=== Exercise ===
Will you repeat every one of the entries below word for word, keeping each line unchanged?

Begin Given entries

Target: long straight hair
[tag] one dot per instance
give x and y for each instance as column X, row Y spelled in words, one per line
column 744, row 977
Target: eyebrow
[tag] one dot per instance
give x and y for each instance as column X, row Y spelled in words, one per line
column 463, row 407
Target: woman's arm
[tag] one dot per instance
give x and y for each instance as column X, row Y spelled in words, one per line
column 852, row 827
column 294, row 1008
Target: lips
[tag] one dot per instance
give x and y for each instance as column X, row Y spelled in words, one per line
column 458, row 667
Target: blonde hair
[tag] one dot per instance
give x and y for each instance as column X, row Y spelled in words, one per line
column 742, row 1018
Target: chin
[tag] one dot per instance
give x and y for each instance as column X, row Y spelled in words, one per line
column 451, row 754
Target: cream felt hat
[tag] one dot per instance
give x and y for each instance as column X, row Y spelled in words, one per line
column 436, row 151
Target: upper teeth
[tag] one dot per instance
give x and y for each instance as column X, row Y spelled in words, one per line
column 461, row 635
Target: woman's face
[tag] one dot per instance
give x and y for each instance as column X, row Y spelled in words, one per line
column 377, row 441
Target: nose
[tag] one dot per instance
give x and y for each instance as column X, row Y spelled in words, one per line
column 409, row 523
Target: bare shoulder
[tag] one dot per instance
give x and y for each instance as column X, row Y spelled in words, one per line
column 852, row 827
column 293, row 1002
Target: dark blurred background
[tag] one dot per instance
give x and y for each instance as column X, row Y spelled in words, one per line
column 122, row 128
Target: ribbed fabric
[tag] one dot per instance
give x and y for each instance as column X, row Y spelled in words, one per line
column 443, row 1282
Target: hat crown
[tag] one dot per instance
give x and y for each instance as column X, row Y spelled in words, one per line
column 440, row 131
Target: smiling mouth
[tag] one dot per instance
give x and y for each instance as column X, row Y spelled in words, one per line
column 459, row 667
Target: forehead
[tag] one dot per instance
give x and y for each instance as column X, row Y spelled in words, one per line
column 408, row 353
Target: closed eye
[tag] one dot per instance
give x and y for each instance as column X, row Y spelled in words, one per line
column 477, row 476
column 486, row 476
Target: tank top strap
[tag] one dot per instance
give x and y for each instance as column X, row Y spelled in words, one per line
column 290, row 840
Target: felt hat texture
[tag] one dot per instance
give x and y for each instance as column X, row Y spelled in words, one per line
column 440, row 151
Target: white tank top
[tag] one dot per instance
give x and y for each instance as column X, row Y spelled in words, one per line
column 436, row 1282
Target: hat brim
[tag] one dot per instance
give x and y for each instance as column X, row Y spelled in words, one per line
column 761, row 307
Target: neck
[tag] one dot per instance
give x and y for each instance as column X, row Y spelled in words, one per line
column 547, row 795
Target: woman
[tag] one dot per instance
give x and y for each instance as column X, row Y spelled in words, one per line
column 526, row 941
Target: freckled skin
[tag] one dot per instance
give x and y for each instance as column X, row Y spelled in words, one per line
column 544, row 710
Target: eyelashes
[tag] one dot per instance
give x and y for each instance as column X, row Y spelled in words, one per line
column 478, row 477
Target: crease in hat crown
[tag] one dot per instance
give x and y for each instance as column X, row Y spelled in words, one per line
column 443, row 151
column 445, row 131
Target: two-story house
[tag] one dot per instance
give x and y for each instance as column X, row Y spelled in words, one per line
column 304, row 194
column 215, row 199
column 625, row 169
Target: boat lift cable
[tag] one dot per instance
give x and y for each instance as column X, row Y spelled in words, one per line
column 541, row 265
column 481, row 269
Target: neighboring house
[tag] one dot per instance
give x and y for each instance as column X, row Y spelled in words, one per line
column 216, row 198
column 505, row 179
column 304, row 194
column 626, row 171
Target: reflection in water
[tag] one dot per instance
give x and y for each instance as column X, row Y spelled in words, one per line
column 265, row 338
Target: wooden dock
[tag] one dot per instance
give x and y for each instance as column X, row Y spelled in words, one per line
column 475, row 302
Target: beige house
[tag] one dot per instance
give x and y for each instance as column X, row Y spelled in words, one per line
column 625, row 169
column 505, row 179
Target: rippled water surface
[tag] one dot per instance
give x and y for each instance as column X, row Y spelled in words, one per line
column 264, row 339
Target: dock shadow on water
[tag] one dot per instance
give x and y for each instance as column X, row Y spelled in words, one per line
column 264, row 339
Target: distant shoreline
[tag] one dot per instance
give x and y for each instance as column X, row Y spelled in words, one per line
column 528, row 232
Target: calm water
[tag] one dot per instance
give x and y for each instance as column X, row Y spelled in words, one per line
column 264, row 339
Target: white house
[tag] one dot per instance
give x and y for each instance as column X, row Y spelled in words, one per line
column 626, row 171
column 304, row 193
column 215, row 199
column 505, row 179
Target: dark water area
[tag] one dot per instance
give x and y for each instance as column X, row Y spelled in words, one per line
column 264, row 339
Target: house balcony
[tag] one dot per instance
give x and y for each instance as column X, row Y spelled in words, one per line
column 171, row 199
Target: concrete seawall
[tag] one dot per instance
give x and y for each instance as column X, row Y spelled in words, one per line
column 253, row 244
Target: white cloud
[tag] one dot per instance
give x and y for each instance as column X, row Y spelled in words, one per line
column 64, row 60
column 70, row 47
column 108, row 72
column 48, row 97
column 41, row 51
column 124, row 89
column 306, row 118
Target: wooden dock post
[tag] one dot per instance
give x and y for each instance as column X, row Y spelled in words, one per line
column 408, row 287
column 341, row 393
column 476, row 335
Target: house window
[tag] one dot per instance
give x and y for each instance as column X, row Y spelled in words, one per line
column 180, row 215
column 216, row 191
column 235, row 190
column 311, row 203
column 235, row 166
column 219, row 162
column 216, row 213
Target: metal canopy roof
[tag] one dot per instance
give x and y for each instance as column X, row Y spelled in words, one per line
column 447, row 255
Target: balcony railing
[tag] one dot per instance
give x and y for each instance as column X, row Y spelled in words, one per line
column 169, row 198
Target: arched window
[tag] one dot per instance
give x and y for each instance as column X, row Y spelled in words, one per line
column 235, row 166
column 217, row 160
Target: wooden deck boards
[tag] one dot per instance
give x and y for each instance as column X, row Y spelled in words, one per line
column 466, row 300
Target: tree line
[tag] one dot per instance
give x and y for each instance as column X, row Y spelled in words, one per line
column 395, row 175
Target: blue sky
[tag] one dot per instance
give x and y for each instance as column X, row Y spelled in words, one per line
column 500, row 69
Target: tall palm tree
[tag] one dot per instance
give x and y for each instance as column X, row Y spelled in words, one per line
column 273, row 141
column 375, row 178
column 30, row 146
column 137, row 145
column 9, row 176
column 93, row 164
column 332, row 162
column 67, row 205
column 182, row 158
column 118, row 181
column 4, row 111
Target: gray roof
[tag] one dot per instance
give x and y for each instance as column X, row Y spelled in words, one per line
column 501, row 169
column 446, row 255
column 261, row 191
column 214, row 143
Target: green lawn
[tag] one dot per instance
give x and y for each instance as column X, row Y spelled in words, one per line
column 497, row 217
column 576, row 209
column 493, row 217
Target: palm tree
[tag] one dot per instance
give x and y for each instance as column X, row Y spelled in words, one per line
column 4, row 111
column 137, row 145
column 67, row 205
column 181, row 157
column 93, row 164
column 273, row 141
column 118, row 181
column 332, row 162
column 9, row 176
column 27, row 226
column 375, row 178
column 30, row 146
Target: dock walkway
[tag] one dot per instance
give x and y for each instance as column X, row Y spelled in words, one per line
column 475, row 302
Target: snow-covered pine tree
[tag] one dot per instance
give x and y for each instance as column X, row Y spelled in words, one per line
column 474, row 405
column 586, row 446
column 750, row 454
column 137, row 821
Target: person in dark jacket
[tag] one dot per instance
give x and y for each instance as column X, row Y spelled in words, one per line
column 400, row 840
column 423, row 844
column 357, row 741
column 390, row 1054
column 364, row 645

End Given entries

=== Solution to the exercise ===
Target: long straight hair
[tag] one dot per instance
give x and y for each instance as column X, row Y spelled in words, one per line
column 744, row 977
Target: eyebrow
[tag] one dot per instance
give x and y for each instance as column X, row Y spelled in words, one per line
column 463, row 407
Target: woman's arm
[tag] one dot per instance
give x and y for each instance as column X, row Y spelled in words, one per line
column 852, row 827
column 294, row 1008
Target: lips
[tag] one dot per instance
give x and y for each instance as column X, row Y spelled in words, one per line
column 458, row 667
Target: blonde hair
[tag] one dot per instance
give x and y for each instance as column X, row Y spelled in words, one per line
column 742, row 1018
Target: chin
[tag] one dot per instance
give x and y for each instance as column X, row Y spelled in words, one per line
column 451, row 754
Target: cream felt hat
[tag] one dot per instance
give x and y for each instance as column X, row Y spelled in words, one per line
column 436, row 151
Target: upper teeth
[tag] one dot per instance
give x and y for each instance as column X, row Y spelled in words, one per line
column 461, row 635
Target: woman's face
[tag] one dot per instance
give x and y for each instance as column X, row Y spelled in words, one per line
column 377, row 441
Target: nose
[tag] one dot per instance
give x and y for each instance as column X, row Y spelled in words, one per line
column 409, row 523
Target: bare shoulder
[tag] one dot per instance
give x and y for each instance as column X, row Y spelled in words, one per line
column 852, row 827
column 293, row 1002
Target: dark blurred background
[tag] one dot per instance
give x and y for each instance as column X, row Y spelled in words, one per line
column 122, row 128
Target: ribbed fabric
[tag] one dot per instance
give x and y for each instance as column X, row Y spelled in words, one per line
column 443, row 1282
Target: hat crown
[tag] one dot per instance
give x and y for each instance as column X, row Y spelled in words, one per line
column 440, row 131
Target: smiling mouth
[tag] one dot per instance
give x and y for each instance as column X, row Y spelled in words, one per line
column 459, row 667
Target: forehead
[tag] one dot per instance
give x and y for each instance as column X, row Y spelled in words, one per line
column 408, row 353
Target: closed eye
[tag] one dot per instance
give x and y for each instance as column X, row Y spelled in words, one per line
column 477, row 476
column 486, row 476
Target: tank top strap
[tag] one dot per instance
give x and y for each instance as column X, row Y spelled in words, one per line
column 290, row 840
Target: felt hat texture
[tag] one dot per instance
give x and y for each instance as column X, row Y spelled in words, one per line
column 440, row 151
Target: white tank top
[tag] one dot per instance
give x and y for each instance as column X, row Y spelled in words, one per line
column 436, row 1282
Target: hat brim
[tag] one dot per instance
give x and y for each instance as column X, row Y spelled in words, one per line
column 761, row 307
Target: neck
[tag] one dot per instance
give x and y for each instance as column X, row Y spelled in words, one per line
column 547, row 795
Target: woman
[tag] one dot per instance
give x and y for each instance as column X, row Y spelled in words, one per line
column 526, row 941
Target: freckled skin
[tag] one dot per instance
give x and y for each instance as column X, row Y spelled in words, one per line
column 544, row 710
Target: eyelashes
[tag] one dot per instance
give x and y for each instance as column X, row Y spelled in words, one per line
column 478, row 477
Target: crease in hat crown
[tag] one dot per instance
give x and y for each instance as column X, row Y spelled in words, one per line
column 443, row 151
column 445, row 131
Target: two-story house
[tag] one dot per instance
give x and y for each instance as column X, row Y spelled in words, one per line
column 304, row 194
column 215, row 199
column 625, row 169
Target: boat lift cable
[tag] one dot per instance
give x and y for each instance as column X, row Y spelled in words, one per line
column 541, row 265
column 481, row 269
Target: neighboring house
[tag] one dot per instance
give x and y for each instance as column X, row Y spelled in words, one per line
column 216, row 198
column 505, row 179
column 304, row 194
column 626, row 171
Target: reflection in water
[tag] one dot per instance
give x and y for each instance as column X, row Y spelled in words, one per line
column 265, row 338
Target: wooden dock
[tag] one dot per instance
give x and y for each instance as column X, row Y spelled in words, one per line
column 475, row 302
Target: beige house
[tag] one dot per instance
give x and y for each instance as column X, row Y spelled in words, one per line
column 625, row 169
column 505, row 179
Target: rippled water surface
[tag] one dot per instance
give x and y for each instance as column X, row Y spelled in words, one per line
column 264, row 339
Target: dock shadow on water
[tag] one dot per instance
give x and y for each instance as column X, row Y spelled in words, one per line
column 264, row 339
Target: distant shoreline
[tag] one dot per instance
give x and y for each instance as column X, row Y spelled in words, one per line
column 528, row 232
Target: calm water
[tag] one dot per instance
give x and y for each instance as column X, row Y spelled in words, one per line
column 264, row 339
Target: white house
[tag] one dot per instance
give x and y for each instance as column X, row Y spelled in words, one per line
column 626, row 171
column 304, row 193
column 215, row 199
column 505, row 179
Target: dark water area
[tag] one dot per instance
give x and y for each instance as column X, row Y spelled in words, one per line
column 264, row 339
Target: house balcony
[tag] one dot per instance
give x and y for each instance as column X, row Y spelled in words, one per line
column 171, row 199
Target: concrete seawall
[tag] one dot per instance
give x and y for each instance as column X, row Y spelled in words, one per line
column 253, row 244
Target: white cloud
[tag] one dot per instance
give x and y for each instance as column X, row Y spelled in words, one per line
column 64, row 60
column 70, row 47
column 108, row 72
column 48, row 97
column 41, row 51
column 124, row 89
column 306, row 118
Target: wooden dock post
[tag] one dot per instance
give x and y for each instance as column X, row Y spelled in words, one per line
column 408, row 287
column 341, row 393
column 476, row 335
Target: house window
[tag] one dot per instance
give x and y for each instance as column X, row Y spelled in words, one per line
column 180, row 215
column 216, row 191
column 235, row 190
column 311, row 203
column 235, row 166
column 219, row 162
column 216, row 213
Target: metal canopy roof
[tag] one dot per instance
give x and y for each instance as column X, row Y spelled in words, one per line
column 447, row 255
Target: balcony railing
[tag] one dot per instance
give x and y for each instance as column X, row Y spelled in words, one per line
column 169, row 198
Target: arched window
[tag] one dot per instance
give x and y for each instance as column X, row Y spelled in words, one per line
column 235, row 166
column 217, row 160
Target: wooden deck boards
[tag] one dot per instance
give x and y for each instance as column X, row Y spelled in words, one per line
column 466, row 300
Target: tree line
[tag] one dot per instance
give x and y for each instance as column X, row Y spelled in words, one per line
column 395, row 175
Target: blue sky
[tag] one dot per instance
give x and y for each instance as column X, row Y spelled in words, one per line
column 500, row 69
Target: tall palm tree
[tag] one dot per instance
give x and y for each instance as column X, row Y spelled in words, one per line
column 273, row 141
column 375, row 178
column 30, row 146
column 137, row 145
column 9, row 176
column 93, row 164
column 332, row 162
column 67, row 205
column 182, row 158
column 118, row 181
column 4, row 111
Target: gray roof
[tag] one dot per instance
give x and y for each instance as column X, row Y spelled in words, one per line
column 501, row 169
column 446, row 255
column 261, row 191
column 214, row 143
Target: green lawn
[tag] one dot per instance
give x and y for each instance as column X, row Y spelled in words, one per line
column 497, row 217
column 576, row 209
column 493, row 217
Target: palm tree
[tag] one dot per instance
give x and y for each instance as column X, row Y spelled in words, one per line
column 4, row 111
column 137, row 145
column 67, row 205
column 181, row 157
column 93, row 164
column 273, row 141
column 118, row 181
column 332, row 162
column 9, row 176
column 27, row 226
column 375, row 178
column 30, row 146
Target: dock walkway
[tag] one dot per instance
give x and y for each instance as column X, row Y spelled in words, one per line
column 475, row 302
Target: snow-covered pine tree
[tag] one dot per instance
give x and y for each instance as column X, row Y spelled in words, one per line
column 474, row 405
column 586, row 446
column 750, row 454
column 137, row 821
Target: person in dark jacket
[tag] one dot per instance
give x and y for each instance as column X, row Y spelled in words, one per line
column 400, row 840
column 423, row 844
column 357, row 741
column 390, row 1054
column 364, row 645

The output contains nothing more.